• [DIRECTION 1] For each statement below, say whether it agrees with the indemnification agreement, answering yes or no and quoting the words of the agreement that decide it. (a) The Share Exchange Agreement is dated May 31, 2000. (b) Strikovsky transferred 250,000 shares of MXB to be held in escrow. (c) The shareholders of Marnetics were issued MXB shares equaling 75% of MXB's issued and outstanding share capital on a fully diluted basis.
• [DIRECTION 2] Carry the indemnification agreement forward, starting after its final sentence.

--- START TEXT TO READ ---

EXHIBIT 10.6
INDEMNIFICATION AGREEMENT
This Indemnification Agreement (the "AGREEMENT") is made this 30th day of June
2001 by and between Dov Strikovsky, I.D. No. 051276897, of Akiva Street, Raanana
("STRIKOVSKY") and Marnetics Broadband Technologies Ltd. (formerly - Stav
Electrical Systems (1994) Ltd.), Israeli public company No. 00-000000-0 of 00
Xxxxxxxxx Xxxxxx, Xxxxxxxxxx, Raanana ("MXB").
WHEREAS Marnetics Ltd. ("MARNETICS"), the shareholders of Marnetics (the
"SHAREHOLDERS") and MXB have entered into a Share Exchange Agreement
dated May 31, 2000, whereby, in consideration for the purchase of all
of Marnetics' shares by MXB, the shareholders of Marnetics were issued
shares of MXB equaling 75% of the issued and outstanding share capital
of MXB on a fully diluted basis (the "SEA"); and
WHEREAS pursuant to an addendum to the SEA dated October 30, 2000 (the
"ADDENDUM"), Strikovsky and/or any Company under his control agreed to
indemnify the shareholders of Marnetics against any loss or damage
incurred by MXB as a result of MXB's liability with respect to Current
Projects (as defined in the Addendum)(the "INITIAL INDEMNIFICATION");
and
WHEREAS pursuant to the Addendum, in order to secure the Initial
Indemnification, Strikovsky has transferred 200,000 shares of MXB (the
"ESCROW SHARES") to be held in escrow (the "ESCROW") by Advocate
Xxxxxxx Xxxxxx (the "ESCROW AGENT") according to the Escrow Agreement
signed by Strikovsky and the Escrow Agent (the "ESCROW AGREEMENT") set
forth in ANNEX A hereto ; and
WHEREAS on the date hereof the status of the Current Projects, including
collection of debts from customers and issuance of invoices by
suppliers, evidence that MXB may face more liabilities than the ones
anticipated at the time of signature of the SEA, the Addendum and the
Escrow Agreement; and
WHEREAS, in light of the above, the parties wish to elaborate and add to the
terms and provisions of the Initial Indemnification (the Initial
Indemnification and its amendments hereunder: the "COMPLETE
INDEMNIFICATION") and the Escrow Agreement pursuant to the terms and
conditions of this Agreement.

--- END TEXT TO READ ---
--- START DATASET EXCERPTS ---

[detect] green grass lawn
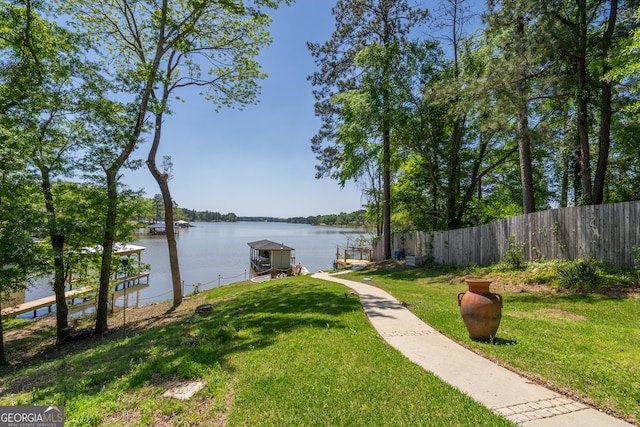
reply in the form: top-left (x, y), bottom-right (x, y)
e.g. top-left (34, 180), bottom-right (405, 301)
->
top-left (0, 277), bottom-right (513, 426)
top-left (343, 269), bottom-right (640, 423)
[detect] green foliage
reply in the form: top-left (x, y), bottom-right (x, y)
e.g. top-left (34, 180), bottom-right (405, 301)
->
top-left (502, 234), bottom-right (525, 269)
top-left (557, 258), bottom-right (601, 289)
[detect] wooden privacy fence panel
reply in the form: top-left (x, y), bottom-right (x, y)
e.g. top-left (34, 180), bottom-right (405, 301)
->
top-left (373, 201), bottom-right (640, 268)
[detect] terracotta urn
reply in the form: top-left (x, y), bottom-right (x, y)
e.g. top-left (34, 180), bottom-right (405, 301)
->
top-left (458, 279), bottom-right (502, 341)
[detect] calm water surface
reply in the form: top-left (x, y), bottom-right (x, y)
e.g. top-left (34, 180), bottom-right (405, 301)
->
top-left (21, 222), bottom-right (362, 317)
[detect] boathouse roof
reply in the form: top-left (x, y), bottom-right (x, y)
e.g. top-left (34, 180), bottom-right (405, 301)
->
top-left (247, 240), bottom-right (294, 251)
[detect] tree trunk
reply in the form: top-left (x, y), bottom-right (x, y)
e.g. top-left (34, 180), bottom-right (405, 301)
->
top-left (36, 166), bottom-right (69, 342)
top-left (575, 0), bottom-right (593, 205)
top-left (159, 180), bottom-right (182, 307)
top-left (516, 93), bottom-right (536, 214)
top-left (593, 0), bottom-right (618, 205)
top-left (96, 168), bottom-right (118, 334)
top-left (51, 235), bottom-right (69, 342)
top-left (516, 16), bottom-right (536, 214)
top-left (447, 118), bottom-right (462, 230)
top-left (147, 95), bottom-right (182, 307)
top-left (382, 124), bottom-right (391, 259)
top-left (0, 310), bottom-right (9, 366)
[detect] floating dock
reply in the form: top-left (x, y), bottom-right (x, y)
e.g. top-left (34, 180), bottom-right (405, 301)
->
top-left (2, 286), bottom-right (92, 317)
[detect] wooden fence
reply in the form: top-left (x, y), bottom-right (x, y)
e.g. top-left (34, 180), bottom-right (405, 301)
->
top-left (373, 201), bottom-right (640, 268)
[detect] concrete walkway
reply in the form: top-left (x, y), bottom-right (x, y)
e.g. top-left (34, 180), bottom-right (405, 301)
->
top-left (313, 272), bottom-right (632, 427)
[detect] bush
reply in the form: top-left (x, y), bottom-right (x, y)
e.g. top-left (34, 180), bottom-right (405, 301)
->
top-left (558, 258), bottom-right (601, 289)
top-left (502, 234), bottom-right (525, 268)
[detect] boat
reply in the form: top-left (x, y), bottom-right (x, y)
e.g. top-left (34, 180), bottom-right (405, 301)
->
top-left (247, 240), bottom-right (309, 278)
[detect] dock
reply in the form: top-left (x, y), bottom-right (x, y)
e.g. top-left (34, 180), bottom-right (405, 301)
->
top-left (2, 272), bottom-right (149, 317)
top-left (2, 286), bottom-right (92, 317)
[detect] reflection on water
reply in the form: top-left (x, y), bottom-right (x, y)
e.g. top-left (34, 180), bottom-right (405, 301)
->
top-left (20, 222), bottom-right (362, 317)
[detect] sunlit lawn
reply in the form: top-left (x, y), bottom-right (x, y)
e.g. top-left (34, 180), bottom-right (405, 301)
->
top-left (0, 277), bottom-right (512, 426)
top-left (343, 269), bottom-right (640, 423)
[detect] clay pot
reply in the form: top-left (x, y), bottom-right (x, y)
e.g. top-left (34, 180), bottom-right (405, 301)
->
top-left (458, 279), bottom-right (502, 341)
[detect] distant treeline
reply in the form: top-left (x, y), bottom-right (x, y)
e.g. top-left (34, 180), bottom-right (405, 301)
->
top-left (177, 208), bottom-right (365, 227)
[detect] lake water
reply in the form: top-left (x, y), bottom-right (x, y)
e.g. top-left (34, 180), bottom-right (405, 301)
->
top-left (20, 222), bottom-right (363, 317)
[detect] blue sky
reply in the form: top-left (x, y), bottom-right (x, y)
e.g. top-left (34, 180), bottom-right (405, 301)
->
top-left (120, 0), bottom-right (482, 218)
top-left (120, 0), bottom-right (362, 218)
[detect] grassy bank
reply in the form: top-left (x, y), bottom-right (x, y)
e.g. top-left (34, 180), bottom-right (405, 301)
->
top-left (345, 267), bottom-right (640, 424)
top-left (0, 277), bottom-right (511, 426)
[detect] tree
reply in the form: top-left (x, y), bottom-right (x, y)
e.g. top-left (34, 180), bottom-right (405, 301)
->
top-left (307, 0), bottom-right (427, 259)
top-left (3, 0), bottom-right (108, 341)
top-left (68, 0), bottom-right (288, 332)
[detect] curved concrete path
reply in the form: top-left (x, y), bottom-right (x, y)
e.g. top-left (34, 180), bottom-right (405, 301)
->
top-left (312, 272), bottom-right (632, 427)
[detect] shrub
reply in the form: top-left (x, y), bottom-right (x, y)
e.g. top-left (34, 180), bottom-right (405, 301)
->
top-left (502, 234), bottom-right (525, 268)
top-left (558, 258), bottom-right (601, 288)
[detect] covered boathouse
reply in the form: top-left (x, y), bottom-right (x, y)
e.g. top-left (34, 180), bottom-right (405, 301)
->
top-left (247, 240), bottom-right (295, 277)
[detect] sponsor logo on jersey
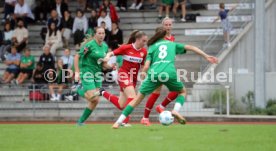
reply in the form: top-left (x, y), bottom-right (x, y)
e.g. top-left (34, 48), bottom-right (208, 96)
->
top-left (123, 55), bottom-right (143, 63)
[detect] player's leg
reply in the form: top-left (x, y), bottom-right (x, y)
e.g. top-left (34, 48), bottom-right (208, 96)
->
top-left (164, 78), bottom-right (187, 124)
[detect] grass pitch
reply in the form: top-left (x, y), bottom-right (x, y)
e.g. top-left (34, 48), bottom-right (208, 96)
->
top-left (0, 124), bottom-right (276, 151)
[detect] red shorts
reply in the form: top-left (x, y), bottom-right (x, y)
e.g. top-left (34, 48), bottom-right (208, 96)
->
top-left (118, 73), bottom-right (137, 92)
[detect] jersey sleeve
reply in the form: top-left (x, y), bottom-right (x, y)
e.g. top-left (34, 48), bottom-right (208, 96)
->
top-left (113, 45), bottom-right (127, 56)
top-left (175, 43), bottom-right (187, 54)
top-left (141, 50), bottom-right (148, 65)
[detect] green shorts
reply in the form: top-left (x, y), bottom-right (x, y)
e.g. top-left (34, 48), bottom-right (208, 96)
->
top-left (162, 0), bottom-right (174, 5)
top-left (139, 76), bottom-right (184, 95)
top-left (81, 71), bottom-right (103, 92)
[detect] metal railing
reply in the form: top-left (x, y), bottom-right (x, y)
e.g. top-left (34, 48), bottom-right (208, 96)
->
top-left (200, 0), bottom-right (254, 73)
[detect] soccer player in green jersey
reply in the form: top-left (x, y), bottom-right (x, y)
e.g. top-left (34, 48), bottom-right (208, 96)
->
top-left (75, 27), bottom-right (112, 125)
top-left (113, 27), bottom-right (218, 129)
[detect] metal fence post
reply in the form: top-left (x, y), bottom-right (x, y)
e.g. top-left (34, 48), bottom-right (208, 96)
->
top-left (225, 85), bottom-right (230, 116)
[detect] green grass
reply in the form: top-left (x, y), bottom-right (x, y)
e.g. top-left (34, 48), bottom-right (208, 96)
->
top-left (0, 124), bottom-right (276, 151)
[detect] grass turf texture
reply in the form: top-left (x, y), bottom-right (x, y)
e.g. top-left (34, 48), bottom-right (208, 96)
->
top-left (0, 124), bottom-right (276, 151)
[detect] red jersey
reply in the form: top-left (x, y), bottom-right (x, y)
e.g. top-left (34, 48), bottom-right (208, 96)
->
top-left (165, 35), bottom-right (175, 42)
top-left (113, 44), bottom-right (147, 78)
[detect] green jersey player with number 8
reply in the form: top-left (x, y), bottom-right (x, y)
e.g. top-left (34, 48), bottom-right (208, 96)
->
top-left (113, 27), bottom-right (218, 129)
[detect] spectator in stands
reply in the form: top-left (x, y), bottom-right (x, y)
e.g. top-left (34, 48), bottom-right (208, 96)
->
top-left (45, 23), bottom-right (63, 55)
top-left (40, 9), bottom-right (62, 41)
top-left (173, 0), bottom-right (186, 22)
top-left (1, 46), bottom-right (21, 84)
top-left (61, 10), bottom-right (74, 48)
top-left (99, 0), bottom-right (119, 23)
top-left (15, 48), bottom-right (35, 85)
top-left (39, 45), bottom-right (55, 71)
top-left (98, 9), bottom-right (112, 31)
top-left (129, 0), bottom-right (144, 10)
top-left (32, 62), bottom-right (47, 84)
top-left (14, 0), bottom-right (35, 27)
top-left (52, 0), bottom-right (68, 18)
top-left (117, 0), bottom-right (127, 11)
top-left (2, 0), bottom-right (16, 22)
top-left (88, 10), bottom-right (98, 30)
top-left (73, 10), bottom-right (88, 49)
top-left (58, 49), bottom-right (74, 83)
top-left (108, 23), bottom-right (123, 50)
top-left (0, 21), bottom-right (13, 61)
top-left (213, 3), bottom-right (238, 47)
top-left (34, 0), bottom-right (51, 23)
top-left (12, 19), bottom-right (29, 52)
top-left (86, 0), bottom-right (100, 10)
top-left (158, 0), bottom-right (174, 22)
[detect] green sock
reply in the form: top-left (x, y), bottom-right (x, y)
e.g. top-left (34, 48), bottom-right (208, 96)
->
top-left (175, 95), bottom-right (185, 106)
top-left (122, 105), bottom-right (134, 117)
top-left (77, 89), bottom-right (85, 97)
top-left (78, 108), bottom-right (93, 123)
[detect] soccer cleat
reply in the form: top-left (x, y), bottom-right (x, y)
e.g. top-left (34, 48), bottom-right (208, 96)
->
top-left (71, 83), bottom-right (82, 93)
top-left (112, 123), bottom-right (120, 129)
top-left (155, 105), bottom-right (164, 114)
top-left (140, 117), bottom-right (151, 126)
top-left (172, 111), bottom-right (186, 125)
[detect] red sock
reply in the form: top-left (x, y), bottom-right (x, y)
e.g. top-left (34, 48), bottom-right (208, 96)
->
top-left (144, 93), bottom-right (160, 118)
top-left (123, 98), bottom-right (133, 123)
top-left (103, 91), bottom-right (122, 110)
top-left (161, 92), bottom-right (178, 107)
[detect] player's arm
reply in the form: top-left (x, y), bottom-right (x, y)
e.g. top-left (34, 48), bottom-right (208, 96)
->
top-left (74, 54), bottom-right (80, 81)
top-left (184, 45), bottom-right (218, 64)
top-left (141, 60), bottom-right (151, 80)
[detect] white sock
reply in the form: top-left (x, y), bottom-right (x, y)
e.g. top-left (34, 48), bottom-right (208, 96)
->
top-left (116, 114), bottom-right (126, 124)
top-left (173, 102), bottom-right (182, 112)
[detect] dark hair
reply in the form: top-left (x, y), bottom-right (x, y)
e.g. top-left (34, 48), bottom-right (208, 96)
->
top-left (219, 3), bottom-right (225, 9)
top-left (148, 27), bottom-right (167, 46)
top-left (127, 30), bottom-right (146, 44)
top-left (4, 20), bottom-right (11, 31)
top-left (48, 22), bottom-right (58, 36)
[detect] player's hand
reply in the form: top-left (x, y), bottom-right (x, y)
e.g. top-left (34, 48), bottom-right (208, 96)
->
top-left (206, 56), bottom-right (218, 64)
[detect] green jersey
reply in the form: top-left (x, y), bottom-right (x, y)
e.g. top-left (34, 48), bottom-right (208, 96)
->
top-left (21, 56), bottom-right (35, 70)
top-left (147, 39), bottom-right (186, 74)
top-left (79, 40), bottom-right (108, 74)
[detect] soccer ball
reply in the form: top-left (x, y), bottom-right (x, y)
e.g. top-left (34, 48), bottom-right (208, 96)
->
top-left (159, 111), bottom-right (174, 126)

--- END DATASET EXCERPTS ---

• [TASK RESPONSE 1]
(a) Yes: "a Share Exchange Agreement dated May 31, 2000"
(b) No: "Strikovsky has transferred 200,000 shares of MXB"
(c) Yes: "shares of MXB equaling 75% of the issued and outstanding share capital of MXB on a fully diluted basis"

• [TASK RESPONSE 2]
NOW, WHEREFORE, the parties hereby agree as follows:
1. PREAMBLE; ANNEXES
The preamble to this Agreement and all its Annexes form an integral
part thereof.
2. THE BANK AGREEMENT
2.1. MXB UNDERTAKINGS
2.1.1. On May 9, 2001, an agreement (the "BANK AGREEMENT") was
signed between MXB and Bank Hapoalim, Ltd. (the "BANK")
with respect to MXB's debt to the Bank in the amount of
NIS 13,100,000 (Thirteen Million One Hundred
Thousand)(the "DEBT").
2.1.2. In accordance with the Bank Agreement, the Bank has
agreed to release MXB from its obligation to repay the
Debt and to cancel the floating charge and the liens
registered in favor of the Bank on properties of MXB
provided that, by May 31, 2001 at the latest, the
following shall occur:
2.1.2.1. Shlavor Systems Ltd., a company wholly owned
by Strikovsky, ("SHLAVOR") shall have agreed
in writing to assume liability for the Debt;
and
2.1.2.2. MXB shall have paid NIS 4,000,000 to the Bank
on account for the Debt (the "REPAID AMOUNT");
and
2.1.2.3. MXB shall have assigned to the Bank, by way of
a lien all the rights of MXB with respect to
the debt of the City of Hod Hasharon to MXB in
the sum of NIS 9,100,000.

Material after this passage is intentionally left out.